RECORD LIST >>
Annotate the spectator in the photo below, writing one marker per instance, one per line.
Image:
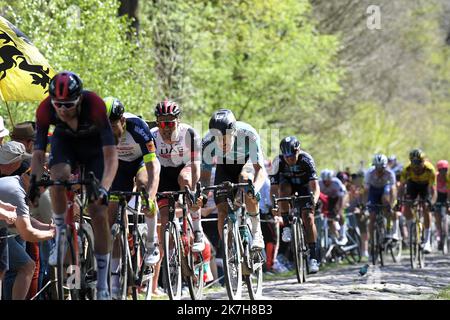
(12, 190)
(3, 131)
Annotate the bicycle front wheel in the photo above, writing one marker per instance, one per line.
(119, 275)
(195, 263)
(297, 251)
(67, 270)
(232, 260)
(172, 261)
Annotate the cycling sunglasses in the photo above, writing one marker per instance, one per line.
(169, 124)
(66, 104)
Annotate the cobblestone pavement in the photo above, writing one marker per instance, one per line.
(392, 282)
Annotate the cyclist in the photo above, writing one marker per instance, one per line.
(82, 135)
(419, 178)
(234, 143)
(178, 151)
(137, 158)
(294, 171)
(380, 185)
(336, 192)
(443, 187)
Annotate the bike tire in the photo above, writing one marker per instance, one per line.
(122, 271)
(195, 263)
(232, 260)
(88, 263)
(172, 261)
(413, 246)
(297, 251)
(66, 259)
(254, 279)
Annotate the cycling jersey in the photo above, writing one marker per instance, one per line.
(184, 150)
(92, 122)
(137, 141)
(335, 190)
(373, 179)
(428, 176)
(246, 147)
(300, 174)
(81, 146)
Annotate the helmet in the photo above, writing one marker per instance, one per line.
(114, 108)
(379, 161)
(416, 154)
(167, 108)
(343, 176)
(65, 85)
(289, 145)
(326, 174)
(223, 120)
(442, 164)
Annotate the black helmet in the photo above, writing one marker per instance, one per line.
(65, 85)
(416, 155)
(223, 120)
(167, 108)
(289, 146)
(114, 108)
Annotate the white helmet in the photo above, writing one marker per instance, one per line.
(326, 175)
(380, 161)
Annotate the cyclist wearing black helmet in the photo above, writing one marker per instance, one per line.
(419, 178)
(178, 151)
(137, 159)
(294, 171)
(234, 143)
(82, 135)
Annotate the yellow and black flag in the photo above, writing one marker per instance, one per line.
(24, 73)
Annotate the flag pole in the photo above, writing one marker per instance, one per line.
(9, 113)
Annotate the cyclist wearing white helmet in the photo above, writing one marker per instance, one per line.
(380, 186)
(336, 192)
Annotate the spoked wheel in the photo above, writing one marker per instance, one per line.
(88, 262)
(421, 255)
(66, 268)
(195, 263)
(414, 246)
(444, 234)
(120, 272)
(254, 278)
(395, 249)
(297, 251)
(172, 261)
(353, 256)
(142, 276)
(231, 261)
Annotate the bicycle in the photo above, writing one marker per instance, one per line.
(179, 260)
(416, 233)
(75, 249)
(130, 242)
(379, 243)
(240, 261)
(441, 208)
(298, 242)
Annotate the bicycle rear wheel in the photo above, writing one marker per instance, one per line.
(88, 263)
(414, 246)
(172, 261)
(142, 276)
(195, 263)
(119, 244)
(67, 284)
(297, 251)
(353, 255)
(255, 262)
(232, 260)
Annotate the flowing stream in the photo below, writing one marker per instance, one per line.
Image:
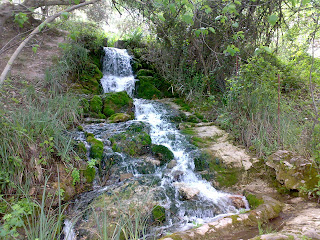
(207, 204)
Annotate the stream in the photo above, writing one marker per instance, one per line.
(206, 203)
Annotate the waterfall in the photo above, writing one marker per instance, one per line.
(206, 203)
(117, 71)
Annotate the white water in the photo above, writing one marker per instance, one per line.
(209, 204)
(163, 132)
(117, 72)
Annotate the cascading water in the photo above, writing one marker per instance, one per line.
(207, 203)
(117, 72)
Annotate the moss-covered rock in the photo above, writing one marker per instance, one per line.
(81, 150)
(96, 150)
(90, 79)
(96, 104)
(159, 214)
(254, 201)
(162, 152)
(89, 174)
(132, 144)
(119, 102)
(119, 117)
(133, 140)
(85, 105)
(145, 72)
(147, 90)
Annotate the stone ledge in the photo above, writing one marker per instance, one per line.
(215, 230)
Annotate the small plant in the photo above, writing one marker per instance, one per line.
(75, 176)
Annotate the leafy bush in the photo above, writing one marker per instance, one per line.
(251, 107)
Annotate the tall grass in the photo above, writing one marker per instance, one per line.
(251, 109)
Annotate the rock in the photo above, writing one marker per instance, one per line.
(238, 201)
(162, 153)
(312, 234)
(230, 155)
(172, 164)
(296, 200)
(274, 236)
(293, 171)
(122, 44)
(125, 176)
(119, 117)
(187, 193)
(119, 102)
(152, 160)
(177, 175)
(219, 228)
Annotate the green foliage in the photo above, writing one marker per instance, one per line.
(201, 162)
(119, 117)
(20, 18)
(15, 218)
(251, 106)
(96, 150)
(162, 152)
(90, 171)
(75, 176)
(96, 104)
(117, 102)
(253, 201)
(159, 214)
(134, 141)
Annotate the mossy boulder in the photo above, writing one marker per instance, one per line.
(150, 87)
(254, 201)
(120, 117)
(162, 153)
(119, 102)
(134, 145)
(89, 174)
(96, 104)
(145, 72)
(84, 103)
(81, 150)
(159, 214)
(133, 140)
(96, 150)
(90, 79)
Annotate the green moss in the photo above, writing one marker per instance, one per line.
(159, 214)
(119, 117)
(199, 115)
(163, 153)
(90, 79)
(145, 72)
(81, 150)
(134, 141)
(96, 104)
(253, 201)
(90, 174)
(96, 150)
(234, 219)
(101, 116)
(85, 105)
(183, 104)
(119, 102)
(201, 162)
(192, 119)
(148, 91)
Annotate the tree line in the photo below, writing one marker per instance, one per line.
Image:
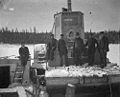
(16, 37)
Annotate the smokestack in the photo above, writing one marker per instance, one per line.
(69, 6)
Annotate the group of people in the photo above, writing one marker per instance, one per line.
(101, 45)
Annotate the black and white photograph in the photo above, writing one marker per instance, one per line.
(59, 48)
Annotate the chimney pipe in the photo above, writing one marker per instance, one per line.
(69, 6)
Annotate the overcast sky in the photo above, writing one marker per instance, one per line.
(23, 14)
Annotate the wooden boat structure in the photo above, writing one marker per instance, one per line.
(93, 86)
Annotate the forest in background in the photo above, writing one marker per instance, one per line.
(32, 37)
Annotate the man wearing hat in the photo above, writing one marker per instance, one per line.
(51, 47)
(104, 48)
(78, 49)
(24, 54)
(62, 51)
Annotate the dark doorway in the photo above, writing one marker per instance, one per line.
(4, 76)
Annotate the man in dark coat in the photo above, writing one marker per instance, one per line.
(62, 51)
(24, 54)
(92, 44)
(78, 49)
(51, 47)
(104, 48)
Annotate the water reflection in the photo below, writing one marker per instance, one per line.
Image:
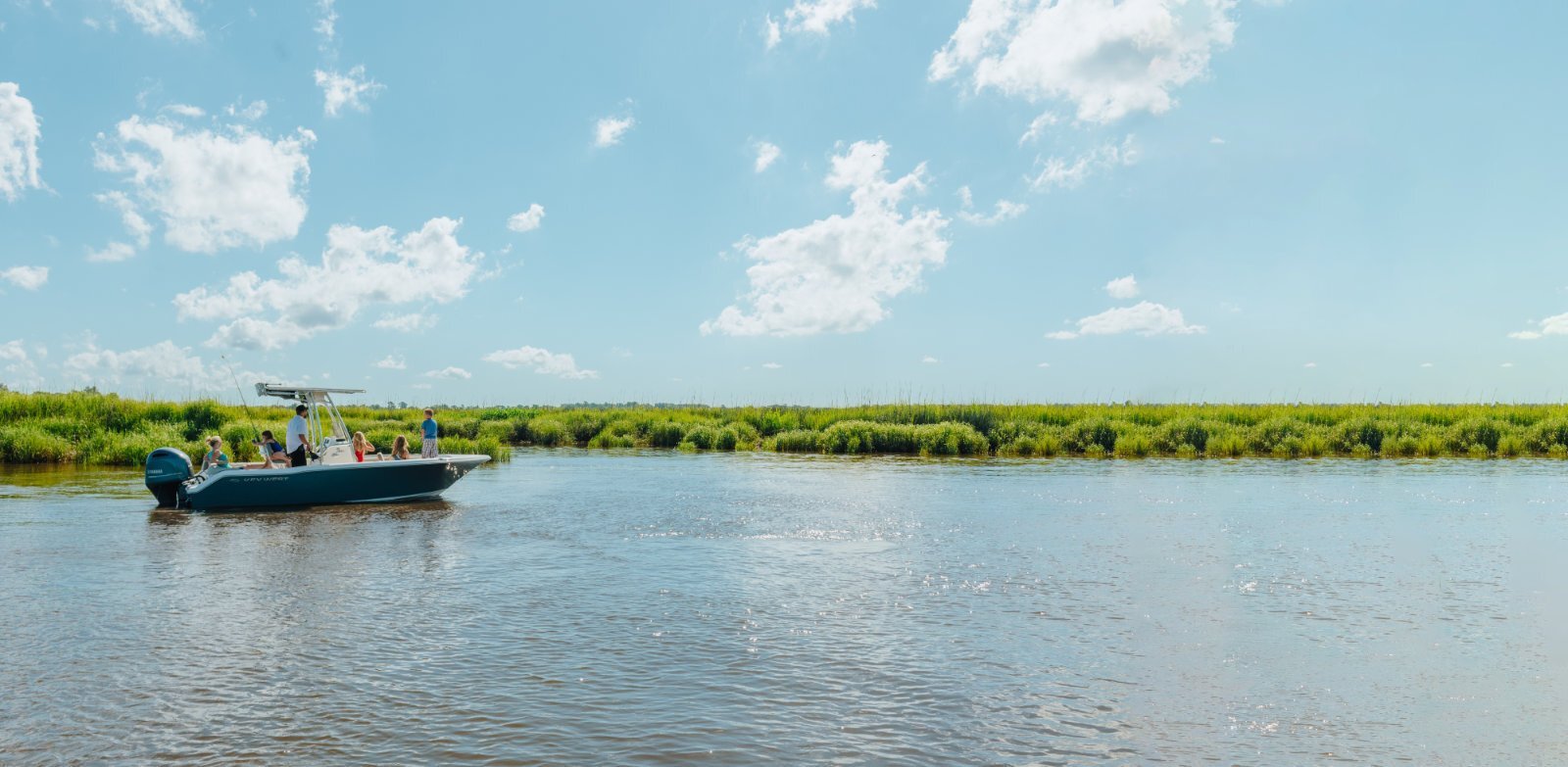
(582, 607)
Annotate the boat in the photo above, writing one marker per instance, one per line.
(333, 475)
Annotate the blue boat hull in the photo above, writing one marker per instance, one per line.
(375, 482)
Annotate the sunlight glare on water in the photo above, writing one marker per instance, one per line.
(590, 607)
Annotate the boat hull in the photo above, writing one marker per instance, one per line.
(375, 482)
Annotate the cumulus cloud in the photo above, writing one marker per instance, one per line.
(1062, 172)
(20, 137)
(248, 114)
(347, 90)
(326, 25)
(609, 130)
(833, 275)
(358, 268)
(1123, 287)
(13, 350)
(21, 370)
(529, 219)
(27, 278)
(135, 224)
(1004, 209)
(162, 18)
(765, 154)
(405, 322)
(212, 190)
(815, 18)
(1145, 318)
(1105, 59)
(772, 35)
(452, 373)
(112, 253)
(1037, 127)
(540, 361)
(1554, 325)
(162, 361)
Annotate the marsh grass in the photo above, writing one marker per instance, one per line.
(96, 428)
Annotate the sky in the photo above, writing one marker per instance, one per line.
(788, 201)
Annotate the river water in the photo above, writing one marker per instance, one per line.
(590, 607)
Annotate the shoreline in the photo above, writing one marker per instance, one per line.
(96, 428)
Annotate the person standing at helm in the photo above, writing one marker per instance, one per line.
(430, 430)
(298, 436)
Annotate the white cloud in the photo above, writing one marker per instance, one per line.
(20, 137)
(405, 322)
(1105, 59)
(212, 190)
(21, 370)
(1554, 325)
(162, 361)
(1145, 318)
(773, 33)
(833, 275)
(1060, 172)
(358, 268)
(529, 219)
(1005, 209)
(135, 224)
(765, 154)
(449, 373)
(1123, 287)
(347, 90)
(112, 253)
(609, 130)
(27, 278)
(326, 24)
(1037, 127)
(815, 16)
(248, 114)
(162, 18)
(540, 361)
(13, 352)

INSTRUCTIONS FOR THE TASK >>
Return exactly the lines from the one containing "Annotate the person" through the last line of the records above, both included, and nothing else.

EXERCISE SOLUTION >>
Annotate the person standing at helm in the photo above, writing one marker per instance, one per line.
(430, 430)
(298, 436)
Annotate the white cloud in the photo above, writing one marker per instance, one per line.
(20, 137)
(405, 322)
(1105, 59)
(212, 190)
(21, 370)
(1554, 325)
(162, 361)
(1145, 318)
(773, 33)
(833, 275)
(1060, 172)
(358, 268)
(529, 219)
(1005, 209)
(135, 224)
(765, 154)
(449, 373)
(1123, 287)
(347, 90)
(112, 253)
(609, 130)
(27, 278)
(326, 24)
(1037, 127)
(815, 16)
(248, 114)
(162, 18)
(540, 361)
(13, 352)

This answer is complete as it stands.